Write out the complete material exactly as it stands.

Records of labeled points
________
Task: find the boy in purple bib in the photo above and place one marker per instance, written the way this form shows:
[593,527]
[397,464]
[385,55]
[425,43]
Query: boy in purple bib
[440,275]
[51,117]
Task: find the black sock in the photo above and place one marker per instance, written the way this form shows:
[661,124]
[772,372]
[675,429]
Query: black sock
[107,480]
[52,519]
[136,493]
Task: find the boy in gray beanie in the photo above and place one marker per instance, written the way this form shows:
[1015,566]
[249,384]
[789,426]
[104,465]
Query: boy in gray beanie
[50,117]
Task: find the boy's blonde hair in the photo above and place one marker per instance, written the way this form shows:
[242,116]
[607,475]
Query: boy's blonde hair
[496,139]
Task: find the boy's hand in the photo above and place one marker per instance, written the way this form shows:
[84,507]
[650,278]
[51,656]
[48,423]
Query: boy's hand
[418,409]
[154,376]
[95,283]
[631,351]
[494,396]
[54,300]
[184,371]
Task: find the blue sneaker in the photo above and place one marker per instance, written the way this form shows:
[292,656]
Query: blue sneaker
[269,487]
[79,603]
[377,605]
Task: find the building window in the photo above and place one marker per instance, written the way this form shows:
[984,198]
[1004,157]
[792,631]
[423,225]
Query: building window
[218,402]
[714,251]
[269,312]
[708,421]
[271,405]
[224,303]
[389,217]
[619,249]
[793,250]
________
- **Solution to the problem**
Task: find the boy in purple bib in the photo above and place one marker per instance, written the way this form shows:
[593,527]
[397,464]
[385,55]
[425,43]
Query: boy in purple bib
[440,275]
[51,117]
Task: find the black sock in the photo above and place one marker per instance, written the way this form shows:
[661,124]
[772,372]
[675,429]
Query: black sock
[107,480]
[52,519]
[136,493]
Task: find the boy in gray beanie in the photo above and place one marker per instance, written the way this form shows:
[1015,566]
[249,384]
[789,426]
[104,465]
Query: boy in gray beanie
[50,117]
Task: find the boy's blonde hair in the photo above and place one marker per instance, written the way this form shows:
[242,116]
[607,475]
Query: boy's blonde hair
[496,139]
Task: find the boy's hand in the photo above and place one marker per instance, written the way this form shows:
[84,507]
[650,278]
[51,656]
[48,423]
Query: boy's hand
[418,409]
[154,376]
[95,283]
[631,351]
[494,396]
[54,300]
[184,371]
Task: find the blue sneaker in the photo above and place one marker per instance, written the way this form shows:
[292,656]
Query: blue sneaker
[269,487]
[79,603]
[377,605]
Task: find the building window in the photo above and place one marker per instance, written the way this form shows:
[984,198]
[1004,157]
[792,631]
[423,225]
Query: building window
[218,402]
[714,251]
[269,312]
[708,421]
[271,405]
[224,303]
[389,217]
[619,249]
[793,250]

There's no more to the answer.